_THE PROBLEM_
Could you retype every line below exactly, omitting the images?
*** Opening RECORD SET ***
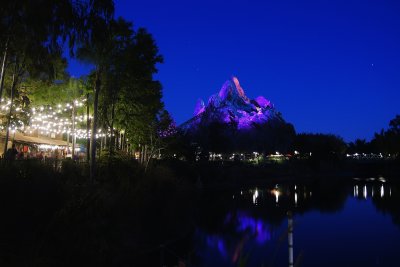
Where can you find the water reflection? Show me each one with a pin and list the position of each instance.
(253, 231)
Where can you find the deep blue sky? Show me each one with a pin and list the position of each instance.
(328, 66)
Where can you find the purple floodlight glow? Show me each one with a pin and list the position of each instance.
(238, 87)
(263, 102)
(200, 107)
(231, 105)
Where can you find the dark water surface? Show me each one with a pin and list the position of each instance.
(353, 223)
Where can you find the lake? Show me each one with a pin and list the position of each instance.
(351, 223)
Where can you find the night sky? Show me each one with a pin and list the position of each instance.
(328, 66)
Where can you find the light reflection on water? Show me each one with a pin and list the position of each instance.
(255, 231)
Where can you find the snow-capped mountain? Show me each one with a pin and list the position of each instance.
(232, 106)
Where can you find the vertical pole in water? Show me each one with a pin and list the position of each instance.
(290, 238)
(162, 256)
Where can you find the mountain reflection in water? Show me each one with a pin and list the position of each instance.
(334, 224)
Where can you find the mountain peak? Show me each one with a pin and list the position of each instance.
(232, 89)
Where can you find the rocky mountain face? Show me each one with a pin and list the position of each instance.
(232, 106)
(232, 121)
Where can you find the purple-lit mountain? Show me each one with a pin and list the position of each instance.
(232, 121)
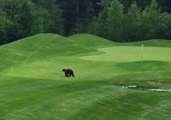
*** Closing RECORD SET ***
_EXERCISE RESPONSE_
Where can you find the water reflection? Show me each one with a pin and list the position of each instance.
(253, 231)
Where can you find the deep blue sky? Show me each one with a pin and list the position of each instance.
(328, 66)
Where can you find the purple floodlight glow? Show me each one with a pin and list the position of each instance.
(238, 87)
(263, 102)
(200, 107)
(231, 105)
Where can you find the dark water surface? Show me each one with a pin and list the position of each instance.
(353, 223)
Where can you find the lake? Show me each one with a pin and list the position of each instance.
(351, 223)
Where can you find the night sky? Show me each one with a pin and list the position of each instance.
(328, 66)
Where can you find the light reflection on water? Show me each one with a pin and list the position of each instance.
(255, 231)
Where can you find the snow-capped mountain? Show me each one with a pin and list the position of each instance.
(232, 106)
Where can you find the vertical pole in water? Show me each one with a pin and list the position of each instance.
(290, 238)
(162, 256)
Where can you find the mountain reflection in water? Show me each one with a pin and list the position of each instance.
(334, 224)
Where can you find the mountain peak? Show me each one with a pin and list the position of each instance.
(232, 89)
Where can you find the rocky mountain face? Show me each one with a pin and list the position of each instance.
(232, 106)
(232, 121)
Where can you find the purple-lit mountain? Show me each one with a pin and list the position of each instance.
(232, 121)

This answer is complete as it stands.